I've been ruminating off and on for the last couple of years about how we (as a society) raise our children. It seems, given our economic and lifestyle circumstances, we foist our children off on church and state to raise them. How many hours do most children spend in school each week? Who determined this amount? Is it arbitrary? If you send your children to Sunday school have you spent any time in the room or with the program? What exactly are they teaching them? Have you worked through it with your children at home?

I find myself guilty of my own accusation at times. But then again. . . I am aware of the this trade-off of kids for money or time or leisure (not in the Pieperian sense). Why do our children spend so much time away from us? We can blame the industrial revolution for its mixed blessing or variegated curse, but really we ought to blame ourselves. Why do we think others can raise our children better than we? Why do we think others can teach our children better than us? And yet, most of us acquiese and ship them off to the warehouse called school where they can learn from their peers how utterly stupid school is.

========

— Work to do —
(a) According to the essay on raising children, on which two institutions do we foist our children off to raise them?
(b) Please carry the essay on raising children forward from its final sentence, keeping the same voice.
The data has no connection to the essay on raising children.

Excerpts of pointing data
========

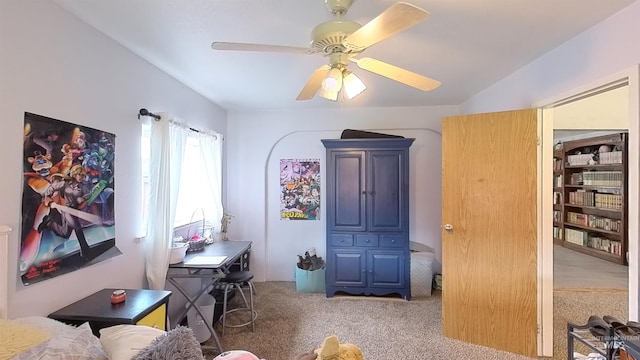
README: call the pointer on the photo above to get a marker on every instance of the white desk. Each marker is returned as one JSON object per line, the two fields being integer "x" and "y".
{"x": 233, "y": 250}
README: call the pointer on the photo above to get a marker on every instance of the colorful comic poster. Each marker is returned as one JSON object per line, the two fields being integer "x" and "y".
{"x": 67, "y": 198}
{"x": 300, "y": 189}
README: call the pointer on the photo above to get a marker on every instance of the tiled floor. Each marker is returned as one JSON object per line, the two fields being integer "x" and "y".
{"x": 572, "y": 269}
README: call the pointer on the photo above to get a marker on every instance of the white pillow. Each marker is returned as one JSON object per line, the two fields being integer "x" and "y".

========

— Responses —
(a) Church and state.

(b)
I bow to the master:
The idea that the public should be educated is altogether salutary, and since we insist on making this education compulsory we ought, in reason, to reconcile ourselves to the likelihood that it will be mainly poor. I am not nearly so much concerned about its quality as I am about its length. My impression is that the chief, if unadmitted, purpose of the school system is to keep children away from home as much as possible. Parents want their children kept out of their hair; education is merely a by-product, not overly prized.
If public education is to have any meaning or value at all, then public education must be supplemented by home education. . . What can you teach a student whose entire education has been public, whose daily family life for twenty years has consisted of four or five hours of TV, who has never read a book for pleasure or even seen a book so read; whose only work has been schoolwork, who has never learned to perform any essential task? Not much, so far as I could tell.


Perhaps I ought to rename this blog "I Worship Wendell Berry." But man, he's so good!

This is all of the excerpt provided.